## Data for this task
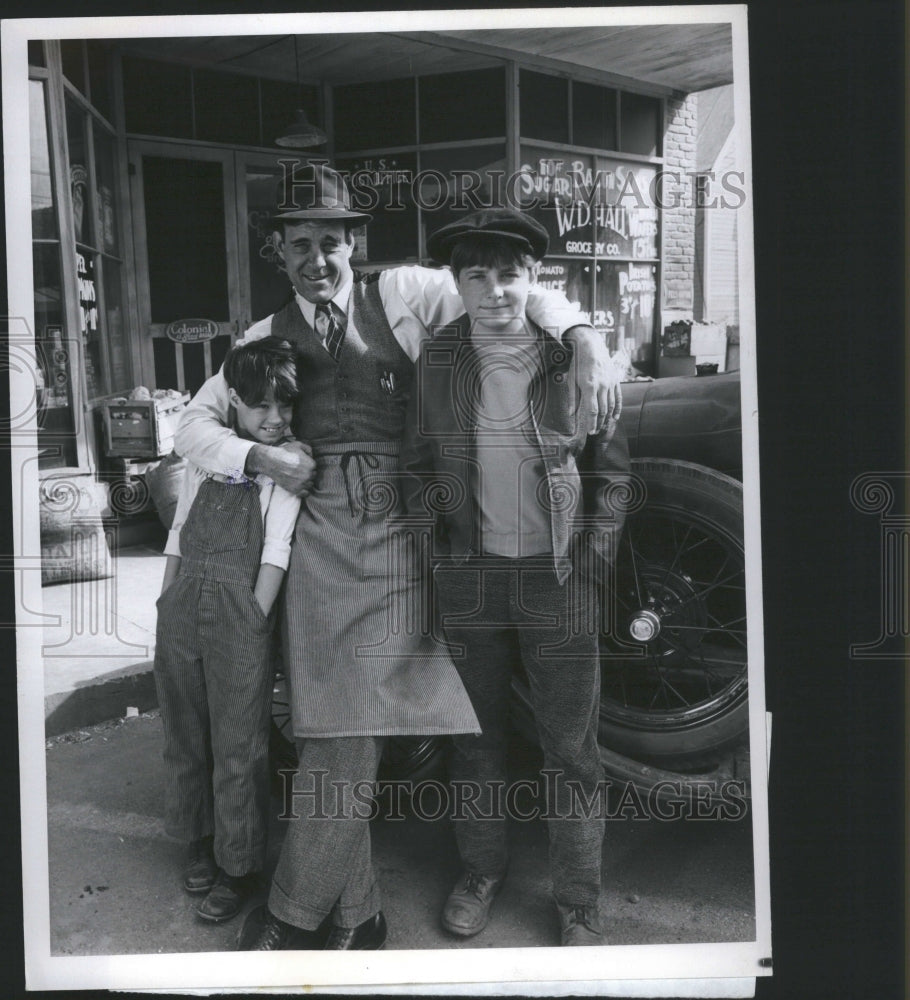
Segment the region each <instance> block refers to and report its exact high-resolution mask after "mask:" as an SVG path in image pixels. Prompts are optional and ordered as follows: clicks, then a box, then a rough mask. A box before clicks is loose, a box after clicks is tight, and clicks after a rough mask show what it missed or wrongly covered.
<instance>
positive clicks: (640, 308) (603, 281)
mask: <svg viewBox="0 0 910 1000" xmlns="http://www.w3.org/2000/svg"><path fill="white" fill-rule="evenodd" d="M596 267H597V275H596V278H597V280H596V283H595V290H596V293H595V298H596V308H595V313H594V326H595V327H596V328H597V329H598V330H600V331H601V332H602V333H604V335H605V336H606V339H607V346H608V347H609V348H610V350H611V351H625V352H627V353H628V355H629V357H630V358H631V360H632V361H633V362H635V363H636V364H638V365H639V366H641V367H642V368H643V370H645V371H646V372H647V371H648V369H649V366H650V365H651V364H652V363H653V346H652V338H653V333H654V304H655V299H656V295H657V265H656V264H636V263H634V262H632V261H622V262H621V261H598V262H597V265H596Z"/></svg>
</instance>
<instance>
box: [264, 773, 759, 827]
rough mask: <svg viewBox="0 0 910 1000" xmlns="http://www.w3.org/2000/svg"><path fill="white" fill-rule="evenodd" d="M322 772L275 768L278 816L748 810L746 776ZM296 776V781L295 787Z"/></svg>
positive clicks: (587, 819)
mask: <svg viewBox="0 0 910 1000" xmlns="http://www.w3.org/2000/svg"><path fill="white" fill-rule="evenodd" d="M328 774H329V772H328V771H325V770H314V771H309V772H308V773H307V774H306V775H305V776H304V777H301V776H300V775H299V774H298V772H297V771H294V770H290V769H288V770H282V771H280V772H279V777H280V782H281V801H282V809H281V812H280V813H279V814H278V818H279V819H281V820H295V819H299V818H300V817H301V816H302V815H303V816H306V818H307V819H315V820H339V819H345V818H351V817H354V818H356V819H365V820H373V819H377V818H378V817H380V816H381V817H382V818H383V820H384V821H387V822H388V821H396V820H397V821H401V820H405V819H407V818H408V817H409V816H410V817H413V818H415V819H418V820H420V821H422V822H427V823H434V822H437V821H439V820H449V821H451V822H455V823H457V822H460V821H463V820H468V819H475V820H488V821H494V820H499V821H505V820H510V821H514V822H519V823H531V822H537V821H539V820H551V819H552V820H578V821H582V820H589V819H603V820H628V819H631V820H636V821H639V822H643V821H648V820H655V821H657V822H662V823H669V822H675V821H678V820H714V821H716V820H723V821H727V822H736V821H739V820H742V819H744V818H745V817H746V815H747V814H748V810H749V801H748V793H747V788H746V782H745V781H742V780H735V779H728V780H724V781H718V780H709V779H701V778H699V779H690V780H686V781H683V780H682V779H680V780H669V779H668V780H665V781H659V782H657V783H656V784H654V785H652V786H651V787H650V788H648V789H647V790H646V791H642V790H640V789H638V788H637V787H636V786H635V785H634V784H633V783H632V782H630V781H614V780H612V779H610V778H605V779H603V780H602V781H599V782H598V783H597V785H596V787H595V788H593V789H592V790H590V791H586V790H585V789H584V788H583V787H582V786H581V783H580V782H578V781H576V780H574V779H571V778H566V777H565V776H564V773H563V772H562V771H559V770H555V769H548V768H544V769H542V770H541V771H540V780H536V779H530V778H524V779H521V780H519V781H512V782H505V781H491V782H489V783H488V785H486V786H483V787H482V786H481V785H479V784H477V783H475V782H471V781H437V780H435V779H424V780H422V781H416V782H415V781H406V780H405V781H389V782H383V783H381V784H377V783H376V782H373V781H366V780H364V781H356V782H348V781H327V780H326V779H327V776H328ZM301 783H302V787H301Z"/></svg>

## Work order
Find the line with "</instance>" in the material above. Reproduce it and each line after it up to and including the line with "rough mask: <svg".

## Reply
</instance>
<instance>
box: [264, 773, 759, 827]
rough mask: <svg viewBox="0 0 910 1000" xmlns="http://www.w3.org/2000/svg"><path fill="white" fill-rule="evenodd" d="M322 772L275 768L278 816L748 810L746 776ZM296 776V781L295 787Z"/></svg>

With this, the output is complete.